- **SOURCE PASSAGE**
Muse and his followers hated unions because unions brought workers together. Muse didn’t want white workers to be forced to work alongside workers of color because they believed white people to be superior in every way.

“Right-to-Work” really meant the right of white workers to work only with other white workers. The movement received funding from large southern corporations because of the promise of anti-strike laws and anti-union policies.

Arkansas was the first state to put RTW laws in place. Muse then campaigned across the south encouraging other states to embrace RTW and to keep their segregation, anti-semitic and anti-labor policies. The southern states were first to embrace RTW because of more discrimination.

RTW officials say there is no racism in their policies now, but RTW still divides workers.

In pro-union states, wages are better ($500 or more average per year) and workers have more benefits and better working conditions. Also, when a union signs a contract with a company it has to include non-union workers. In these cases, RTW workers are freeloaders because they receive benefits without paying dues in workplaces with union contracts.

- **ENTRIES SUPPLIED**
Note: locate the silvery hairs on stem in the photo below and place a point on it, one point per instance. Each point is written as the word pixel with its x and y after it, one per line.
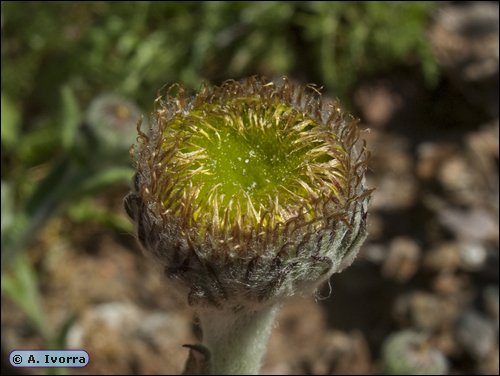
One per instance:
pixel 249 192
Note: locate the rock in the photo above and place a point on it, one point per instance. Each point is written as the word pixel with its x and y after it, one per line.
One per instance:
pixel 124 339
pixel 476 334
pixel 403 259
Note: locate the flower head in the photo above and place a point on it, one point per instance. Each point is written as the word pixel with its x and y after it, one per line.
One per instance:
pixel 250 191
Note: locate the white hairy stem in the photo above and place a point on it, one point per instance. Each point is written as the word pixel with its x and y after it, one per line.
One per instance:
pixel 236 341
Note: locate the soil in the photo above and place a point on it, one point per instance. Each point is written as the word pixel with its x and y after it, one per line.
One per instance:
pixel 430 264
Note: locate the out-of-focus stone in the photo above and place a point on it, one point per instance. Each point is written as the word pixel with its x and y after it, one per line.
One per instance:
pixel 443 258
pixel 476 334
pixel 491 298
pixel 474 225
pixel 342 354
pixel 472 255
pixel 425 311
pixel 123 338
pixel 403 259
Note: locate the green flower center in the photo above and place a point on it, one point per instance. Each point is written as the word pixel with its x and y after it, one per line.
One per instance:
pixel 249 156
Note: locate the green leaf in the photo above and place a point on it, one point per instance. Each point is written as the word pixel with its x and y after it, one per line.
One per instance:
pixel 94 181
pixel 21 285
pixel 10 122
pixel 70 118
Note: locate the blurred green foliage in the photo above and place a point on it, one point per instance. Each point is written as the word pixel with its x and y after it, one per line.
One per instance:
pixel 134 48
pixel 57 57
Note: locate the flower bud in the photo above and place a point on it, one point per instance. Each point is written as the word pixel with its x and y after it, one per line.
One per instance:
pixel 249 192
pixel 112 122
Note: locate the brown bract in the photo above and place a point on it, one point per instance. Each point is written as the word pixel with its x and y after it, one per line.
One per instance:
pixel 237 242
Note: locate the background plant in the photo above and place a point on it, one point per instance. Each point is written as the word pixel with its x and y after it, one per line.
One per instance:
pixel 58 57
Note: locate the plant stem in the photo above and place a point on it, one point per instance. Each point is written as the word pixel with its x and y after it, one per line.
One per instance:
pixel 236 340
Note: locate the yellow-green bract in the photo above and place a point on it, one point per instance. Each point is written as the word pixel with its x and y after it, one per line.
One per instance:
pixel 250 191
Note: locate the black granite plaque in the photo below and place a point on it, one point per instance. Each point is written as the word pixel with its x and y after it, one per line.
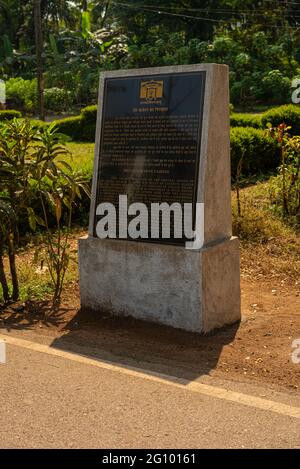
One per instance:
pixel 150 140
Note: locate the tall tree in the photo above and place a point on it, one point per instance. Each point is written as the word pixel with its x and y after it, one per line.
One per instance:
pixel 39 58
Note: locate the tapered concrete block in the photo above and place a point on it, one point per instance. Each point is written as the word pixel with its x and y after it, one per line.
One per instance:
pixel 196 291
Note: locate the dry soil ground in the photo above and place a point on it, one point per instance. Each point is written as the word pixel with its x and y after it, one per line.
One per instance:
pixel 257 350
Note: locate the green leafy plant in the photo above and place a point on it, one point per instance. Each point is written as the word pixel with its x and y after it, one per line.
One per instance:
pixel 285 187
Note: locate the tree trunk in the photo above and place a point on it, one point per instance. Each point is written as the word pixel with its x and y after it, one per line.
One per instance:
pixel 39 59
pixel 3 281
pixel 13 270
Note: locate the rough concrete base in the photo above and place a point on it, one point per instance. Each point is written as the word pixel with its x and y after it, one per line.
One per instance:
pixel 192 290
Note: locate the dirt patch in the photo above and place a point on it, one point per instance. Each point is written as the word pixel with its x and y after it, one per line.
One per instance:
pixel 258 350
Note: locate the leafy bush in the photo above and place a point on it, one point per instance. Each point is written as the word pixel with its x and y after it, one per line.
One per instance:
pixel 70 126
pixel 89 118
pixel 89 114
pixel 259 151
pixel 245 120
pixel 285 187
pixel 57 99
pixel 9 115
pixel 80 128
pixel 22 93
pixel 288 114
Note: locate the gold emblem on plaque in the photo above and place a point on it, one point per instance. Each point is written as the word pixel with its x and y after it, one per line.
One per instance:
pixel 151 90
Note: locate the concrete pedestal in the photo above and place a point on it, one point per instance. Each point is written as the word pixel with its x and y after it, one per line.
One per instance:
pixel 192 290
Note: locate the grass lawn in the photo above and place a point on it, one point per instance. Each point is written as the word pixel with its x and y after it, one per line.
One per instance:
pixel 82 156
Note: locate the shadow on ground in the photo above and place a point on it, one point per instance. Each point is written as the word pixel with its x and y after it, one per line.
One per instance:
pixel 21 317
pixel 154 348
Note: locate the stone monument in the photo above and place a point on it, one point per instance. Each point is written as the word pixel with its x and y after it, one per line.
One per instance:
pixel 163 137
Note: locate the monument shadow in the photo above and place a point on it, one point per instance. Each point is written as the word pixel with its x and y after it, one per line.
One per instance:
pixel 154 348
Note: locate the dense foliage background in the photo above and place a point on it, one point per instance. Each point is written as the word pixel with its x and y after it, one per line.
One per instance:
pixel 259 40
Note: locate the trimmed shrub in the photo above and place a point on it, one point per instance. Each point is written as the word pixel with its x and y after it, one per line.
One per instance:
pixel 89 118
pixel 80 128
pixel 245 120
pixel 9 115
pixel 70 126
pixel 260 152
pixel 288 114
pixel 37 124
pixel 22 92
pixel 57 99
pixel 89 114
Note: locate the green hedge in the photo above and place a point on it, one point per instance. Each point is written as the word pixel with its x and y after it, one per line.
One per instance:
pixel 70 126
pixel 80 128
pixel 288 114
pixel 261 152
pixel 9 115
pixel 245 120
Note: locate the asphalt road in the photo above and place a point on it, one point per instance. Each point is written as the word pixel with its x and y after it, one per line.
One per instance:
pixel 55 399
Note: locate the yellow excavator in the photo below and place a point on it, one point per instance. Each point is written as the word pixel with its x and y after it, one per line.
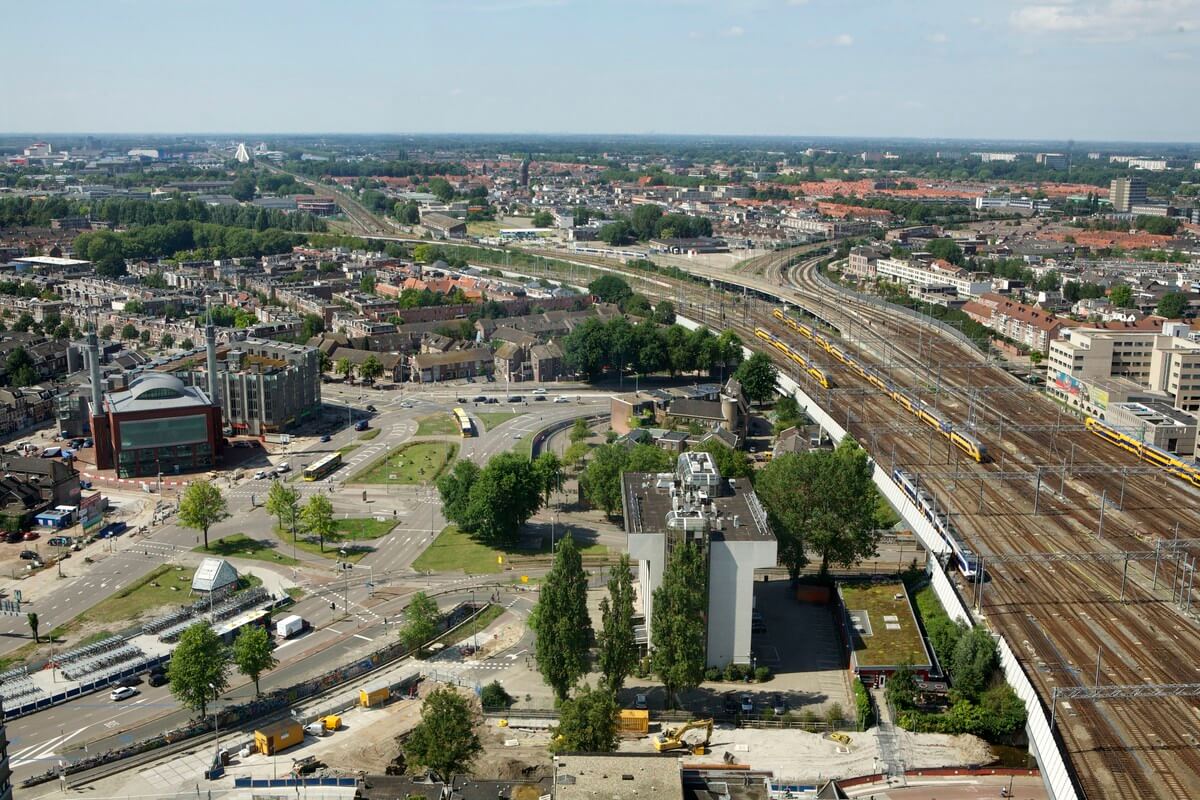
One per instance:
pixel 672 738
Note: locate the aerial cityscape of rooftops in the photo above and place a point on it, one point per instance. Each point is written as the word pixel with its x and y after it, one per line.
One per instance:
pixel 569 465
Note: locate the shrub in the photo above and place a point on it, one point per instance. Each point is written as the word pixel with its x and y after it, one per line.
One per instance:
pixel 495 697
pixel 863 707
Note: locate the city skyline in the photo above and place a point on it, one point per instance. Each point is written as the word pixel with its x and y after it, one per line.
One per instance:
pixel 1008 71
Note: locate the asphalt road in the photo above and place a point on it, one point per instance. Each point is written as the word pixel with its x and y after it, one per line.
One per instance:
pixel 355 625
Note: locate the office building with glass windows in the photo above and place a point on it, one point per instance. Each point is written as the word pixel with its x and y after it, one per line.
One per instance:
pixel 156 426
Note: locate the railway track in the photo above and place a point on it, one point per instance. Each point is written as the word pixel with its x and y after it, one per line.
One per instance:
pixel 1057 613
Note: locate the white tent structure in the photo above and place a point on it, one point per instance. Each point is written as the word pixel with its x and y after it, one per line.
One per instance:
pixel 214 575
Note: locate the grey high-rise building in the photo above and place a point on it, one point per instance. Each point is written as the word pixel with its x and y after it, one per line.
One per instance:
pixel 1127 192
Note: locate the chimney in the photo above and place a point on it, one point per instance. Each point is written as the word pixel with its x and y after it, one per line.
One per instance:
pixel 94 373
pixel 210 347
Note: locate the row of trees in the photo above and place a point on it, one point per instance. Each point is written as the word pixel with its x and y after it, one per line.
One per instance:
pixel 648 222
pixel 108 250
pixel 492 503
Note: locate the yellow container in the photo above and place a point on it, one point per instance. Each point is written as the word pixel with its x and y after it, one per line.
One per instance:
pixel 634 721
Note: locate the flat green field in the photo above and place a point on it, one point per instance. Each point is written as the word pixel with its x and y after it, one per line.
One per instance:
pixel 436 425
pixel 243 546
pixel 492 419
pixel 419 462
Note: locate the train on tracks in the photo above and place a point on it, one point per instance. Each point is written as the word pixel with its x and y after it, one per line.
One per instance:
pixel 816 373
pixel 930 416
pixel 965 559
pixel 1165 461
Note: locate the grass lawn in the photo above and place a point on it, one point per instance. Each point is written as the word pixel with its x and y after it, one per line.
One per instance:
pixel 454 549
pixel 492 419
pixel 165 585
pixel 885 647
pixel 364 528
pixel 243 546
pixel 436 425
pixel 420 462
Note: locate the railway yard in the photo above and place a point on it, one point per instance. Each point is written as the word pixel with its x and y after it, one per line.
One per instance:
pixel 1084 547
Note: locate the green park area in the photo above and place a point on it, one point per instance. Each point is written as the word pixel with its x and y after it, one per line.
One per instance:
pixel 436 425
pixel 492 419
pixel 243 546
pixel 454 549
pixel 419 462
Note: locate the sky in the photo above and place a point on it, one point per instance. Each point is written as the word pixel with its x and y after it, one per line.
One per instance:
pixel 1032 70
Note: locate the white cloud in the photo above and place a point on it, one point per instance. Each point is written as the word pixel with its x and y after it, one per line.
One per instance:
pixel 1107 19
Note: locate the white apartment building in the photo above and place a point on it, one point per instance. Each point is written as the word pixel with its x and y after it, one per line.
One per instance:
pixel 1164 364
pixel 940 274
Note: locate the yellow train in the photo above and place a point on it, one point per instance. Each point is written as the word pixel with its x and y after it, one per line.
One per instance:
pixel 1149 453
pixel 817 376
pixel 930 416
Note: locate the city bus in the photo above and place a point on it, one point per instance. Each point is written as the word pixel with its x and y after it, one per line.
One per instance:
pixel 465 425
pixel 323 467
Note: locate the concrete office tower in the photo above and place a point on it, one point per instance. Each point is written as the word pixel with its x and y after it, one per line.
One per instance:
pixel 1126 193
pixel 210 354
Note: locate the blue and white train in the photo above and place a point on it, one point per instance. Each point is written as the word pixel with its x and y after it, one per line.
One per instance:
pixel 965 559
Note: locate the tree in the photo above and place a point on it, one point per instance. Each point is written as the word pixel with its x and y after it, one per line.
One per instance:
pixel 549 470
pixel 423 620
pixel 283 501
pixel 317 516
pixel 502 499
pixel 587 723
pixel 199 667
pixel 1171 305
pixel 1121 295
pixel 677 625
pixel 455 489
pixel 821 503
pixel 610 288
pixel 561 620
pixel 759 377
pixel 252 653
pixel 371 368
pixel 444 740
pixel 202 506
pixel 973 661
pixel 616 643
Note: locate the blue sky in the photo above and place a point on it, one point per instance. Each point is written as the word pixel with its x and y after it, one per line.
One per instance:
pixel 1086 70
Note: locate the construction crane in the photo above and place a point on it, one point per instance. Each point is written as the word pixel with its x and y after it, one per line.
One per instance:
pixel 672 738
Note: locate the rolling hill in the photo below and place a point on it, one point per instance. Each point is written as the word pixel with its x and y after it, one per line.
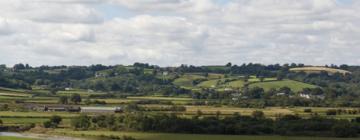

- **JOB**
Retype the passage on right-to-work laws above from "Arkansas was the" to "with union contracts.", keeping its wording unchanged.

- **SOLUTION FOR THIS TASK**
Arkansas was the first state to put RTW laws in place. Muse then campaigned across the south encouraging other states to embrace RTW and to keep their segregation, anti-semitic and anti-labor policies. The southern states were first to embrace RTW because of more discrimination.

RTW officials say there is no racism in their policies now, but RTW still divides workers.

In pro-union states, wages are better ($500 or more average per year) and workers have more benefits and better working conditions. Also, when a union signs a contract with a company it has to include non-union workers. In these cases, RTW workers are freeloaders because they receive benefits without paying dues in workplaces with union contracts.